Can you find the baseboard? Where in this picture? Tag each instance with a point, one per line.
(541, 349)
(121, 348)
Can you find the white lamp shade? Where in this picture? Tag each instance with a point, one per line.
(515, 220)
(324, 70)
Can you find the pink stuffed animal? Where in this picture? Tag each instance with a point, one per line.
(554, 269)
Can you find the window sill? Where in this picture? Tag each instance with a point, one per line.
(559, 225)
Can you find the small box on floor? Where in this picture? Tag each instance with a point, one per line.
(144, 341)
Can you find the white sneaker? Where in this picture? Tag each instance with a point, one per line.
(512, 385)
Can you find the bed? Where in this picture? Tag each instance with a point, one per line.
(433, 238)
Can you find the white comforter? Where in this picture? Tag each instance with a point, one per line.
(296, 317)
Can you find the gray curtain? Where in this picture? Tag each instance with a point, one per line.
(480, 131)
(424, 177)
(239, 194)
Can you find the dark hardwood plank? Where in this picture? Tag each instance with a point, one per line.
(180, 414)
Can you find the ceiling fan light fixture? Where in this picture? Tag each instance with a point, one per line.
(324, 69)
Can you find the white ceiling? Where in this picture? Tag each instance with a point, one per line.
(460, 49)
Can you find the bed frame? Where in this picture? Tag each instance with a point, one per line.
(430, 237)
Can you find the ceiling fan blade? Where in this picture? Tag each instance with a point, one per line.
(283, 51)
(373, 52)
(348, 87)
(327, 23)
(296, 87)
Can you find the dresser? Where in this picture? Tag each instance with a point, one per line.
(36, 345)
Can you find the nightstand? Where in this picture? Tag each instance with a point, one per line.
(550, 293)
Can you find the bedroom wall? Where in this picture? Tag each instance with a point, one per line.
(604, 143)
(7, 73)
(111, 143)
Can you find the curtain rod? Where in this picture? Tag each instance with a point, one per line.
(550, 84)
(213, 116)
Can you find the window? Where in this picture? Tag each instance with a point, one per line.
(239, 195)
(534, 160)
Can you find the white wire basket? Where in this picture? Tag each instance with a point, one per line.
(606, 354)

§ **Task**
Can you quote exactly the lines from the one containing "Can you find the ceiling fan blade?" through the last line of the records above, and nothing else?

§ **Full answer**
Can you find the ceiling fan blade? Where in this picture? Tag each instance with a point, one per line.
(283, 51)
(373, 52)
(348, 87)
(327, 23)
(296, 87)
Can you find the dresser? Where in this picture? Tag each instance with a point, one per line.
(36, 345)
Can you find the nightstand? Where in this picture? Tag each instance with a point, one per line.
(550, 293)
Can you find the bedroom wall? Where in this picture? Tag each instance with a point, one per line.
(604, 143)
(7, 73)
(111, 143)
Can you find the curtain rod? Where in this picture? Tag each instance with a point, one per line.
(550, 84)
(213, 116)
Can you find the window? Where in this picture? Tag each instance with a point, one per line.
(239, 195)
(534, 160)
Can you find the white wire basket? Where in this picture? Tag each instance with a point, one per line.
(606, 354)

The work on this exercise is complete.